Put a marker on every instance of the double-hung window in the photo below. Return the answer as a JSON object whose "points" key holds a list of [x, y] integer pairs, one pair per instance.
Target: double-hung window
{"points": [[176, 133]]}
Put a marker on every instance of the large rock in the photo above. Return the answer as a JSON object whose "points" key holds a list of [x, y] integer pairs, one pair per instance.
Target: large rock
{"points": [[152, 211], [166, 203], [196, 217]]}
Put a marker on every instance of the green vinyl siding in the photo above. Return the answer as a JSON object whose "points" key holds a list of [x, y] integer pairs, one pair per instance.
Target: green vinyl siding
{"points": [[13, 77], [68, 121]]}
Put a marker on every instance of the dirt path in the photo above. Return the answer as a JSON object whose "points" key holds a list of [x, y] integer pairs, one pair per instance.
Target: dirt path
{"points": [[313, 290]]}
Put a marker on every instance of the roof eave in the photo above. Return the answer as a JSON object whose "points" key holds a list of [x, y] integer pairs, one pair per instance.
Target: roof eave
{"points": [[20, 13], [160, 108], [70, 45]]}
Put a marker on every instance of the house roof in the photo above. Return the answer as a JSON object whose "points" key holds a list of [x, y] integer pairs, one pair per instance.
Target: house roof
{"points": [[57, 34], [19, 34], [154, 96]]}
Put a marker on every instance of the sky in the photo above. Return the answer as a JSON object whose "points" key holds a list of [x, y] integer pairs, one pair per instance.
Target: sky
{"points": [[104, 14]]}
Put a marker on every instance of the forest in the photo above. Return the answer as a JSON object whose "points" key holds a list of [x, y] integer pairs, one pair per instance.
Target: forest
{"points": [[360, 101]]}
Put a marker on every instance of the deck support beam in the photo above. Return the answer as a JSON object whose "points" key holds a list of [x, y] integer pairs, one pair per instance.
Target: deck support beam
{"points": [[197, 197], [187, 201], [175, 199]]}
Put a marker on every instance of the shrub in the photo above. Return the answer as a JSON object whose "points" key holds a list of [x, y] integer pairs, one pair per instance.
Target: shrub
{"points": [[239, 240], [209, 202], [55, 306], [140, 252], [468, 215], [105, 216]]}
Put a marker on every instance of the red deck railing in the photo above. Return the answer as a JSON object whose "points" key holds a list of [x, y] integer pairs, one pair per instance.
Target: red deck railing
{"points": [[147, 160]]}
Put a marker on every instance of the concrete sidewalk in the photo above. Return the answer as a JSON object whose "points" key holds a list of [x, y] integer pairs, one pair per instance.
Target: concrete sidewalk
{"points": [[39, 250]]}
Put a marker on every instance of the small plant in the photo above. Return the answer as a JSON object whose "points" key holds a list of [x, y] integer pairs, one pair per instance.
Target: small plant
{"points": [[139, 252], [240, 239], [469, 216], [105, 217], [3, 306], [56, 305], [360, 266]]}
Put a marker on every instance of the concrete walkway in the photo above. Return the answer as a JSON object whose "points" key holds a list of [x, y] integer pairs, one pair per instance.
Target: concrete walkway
******
Recopy the entries above in their entirety, exactly.

» **Answer to this problem**:
Put a marker on every instance of the double-hung window in the photo below. Return the answer as a JSON object whose "points" key holds a list of [x, y] integer pairs, one pair per instance.
Target: double-hung window
{"points": [[176, 133]]}
Put a marker on every instance of the large rock in the photo above. Return the answer as a JSON object whose "points" key holds a list of [x, y] integer pairs, one pair per instance.
Target: large rock
{"points": [[152, 211], [166, 203], [196, 217]]}
Put a marker on every instance of the green vinyl siding in the photo above. Return the answer as a JSON object whose "points" key holds a list of [x, y] integer pairs, one pair per instance.
Target: green vinyl siding
{"points": [[13, 77], [68, 121]]}
Put a marker on every instance of the dirt path in the photo above. Return the answer as a JSON object whose "points" key holds a list of [x, y] integer pairs, one pair per instance.
Target: dirt path
{"points": [[313, 290]]}
Put a marker on every instance of the roof eave in the photo above. Return the answer as a JSON object whose "points" key holds a list of [x, y] integer pairs, one pair per instance.
Target: roof eave
{"points": [[20, 13], [160, 108], [70, 45]]}
Put a marker on every instance of the house roof in the photo above. Return the answer as a JSON object whose "points" key holds a list of [x, y] integer pairs, one pair per instance.
Target: house roof
{"points": [[57, 34], [19, 34], [154, 96]]}
Put a marker on every instance of the sky in the photo above. Return the answer as a JSON object whose "points" key holds a list of [x, y] integer pairs, one pair per instance.
Target: sky
{"points": [[104, 14]]}
Put a marker on every instance of the forest in the photo above. Return the answer as a JSON object whose "points" key holds a list of [x, y] integer pairs, one pair per instance.
Target: forest
{"points": [[360, 101]]}
Put a marker on every instance of the deck support beam in the photo above. Return the answer as a JSON object whose "points" key holds a list of [x, y] integer pairs, one pair per instance.
Target: deck support beam
{"points": [[197, 197], [187, 201], [175, 199]]}
Put a marker on every instance of the shrub in the photo above. Return the answer as a JSON object whose "points" key holds a list of [x, y] integer pairs, one pair per instance.
Target: shrub
{"points": [[239, 240], [209, 202], [55, 306], [140, 252], [468, 215], [105, 216]]}
Put a marker on every instance of the red deck railing in the photo above. Return the answer as a JSON object whose "points" key holds a list of [x, y] integer pairs, one pair per instance.
Target: red deck railing
{"points": [[147, 160]]}
Put a marker on every instance of the concrete sidewalk in the photo above. Return the answer as a JSON object whose "points" key holds a list of [x, y] integer pairs, one pair per instance.
Target: concrete sidewalk
{"points": [[39, 250]]}
Put a marker on every instance of the small plant in the photo above. Return the answer as a JSON object whose "points" key holds a list of [x, y] integer pairs, one pair per instance.
Target: small plant
{"points": [[139, 252], [240, 239], [469, 216], [105, 217], [3, 306], [56, 305], [360, 266]]}
Put a marker on every instance of the concrete walkway in the photo above. Return the answer as a JSON object whose "points" key holds a list of [x, y] integer pairs, one pair per instance.
Target: concrete walkway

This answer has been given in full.